QUOTED TEXT:
###
It also drives that all important umami flavour. The quality of sake is determined by the polishing ratio of the rice used. 

The polishing (or milling) process removes the husk and outer portion of the rice kernel – part of the grain that can produce undesirable flavours in the finished brew. 

Generally speaking, a sake made from a highly polished grain will be of a higher quality, and subsequently sold for a higher premium.

Sake styles manifest in many forms, and bottle labels can be confusing for the aspiring koji connoisseur. Here’s what to look for...

Daiginjo: A super-premium sake with minimum 50 per cent polishing ratio. This style is often bolstered by the addition of a small amount of distilled alcohol to enhance the floral, fruity flavours. Best served chilled.

Ginjo: A premium fragrant sake with minimum 40 per cent polishing ratio. Best served chilled.
###
MATERIAL SHOWN:
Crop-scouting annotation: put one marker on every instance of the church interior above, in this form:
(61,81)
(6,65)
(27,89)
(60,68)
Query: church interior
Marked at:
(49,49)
###
Carry the sake text forward from its last sentence. The listing has nothing to do with the sake text.

Honjozo: A light, mildly fragrant premium sake polished to a minimum of 70 per cent with a small amount of distilled alcohol added to extract aroma and flavour. Can be served chilled or warm. (Heat gently to 45-50C)

Junmai: Sake made without additions and with no minimum polishing ratio. Can be served chilled or warm, (heat gently to 45-50C). A Junmai followed with either daiginjo and ginjo means that no alcohol has been added.

There’s a sake out there for all tastes – here’s ten of the best.

Akashi-Tai shiraume ginjo umeshu, 14%, 500ml: £17.48, Amazon

Breathe in the sherry-like aroma of this super sake and you’ll immediately get an inkling of its dessert wine qualities. The initial honey hit is balanced by the gentle acidity from the plum and finishes with subtle notes of soy. Serve it as an accompaniment to rich toffee puddings and fruit cake. Its cocktail game is pretty strong too – try using it as a vermouth replacement and mix with a Japanese blended whisky for a mighty fine Manhattan.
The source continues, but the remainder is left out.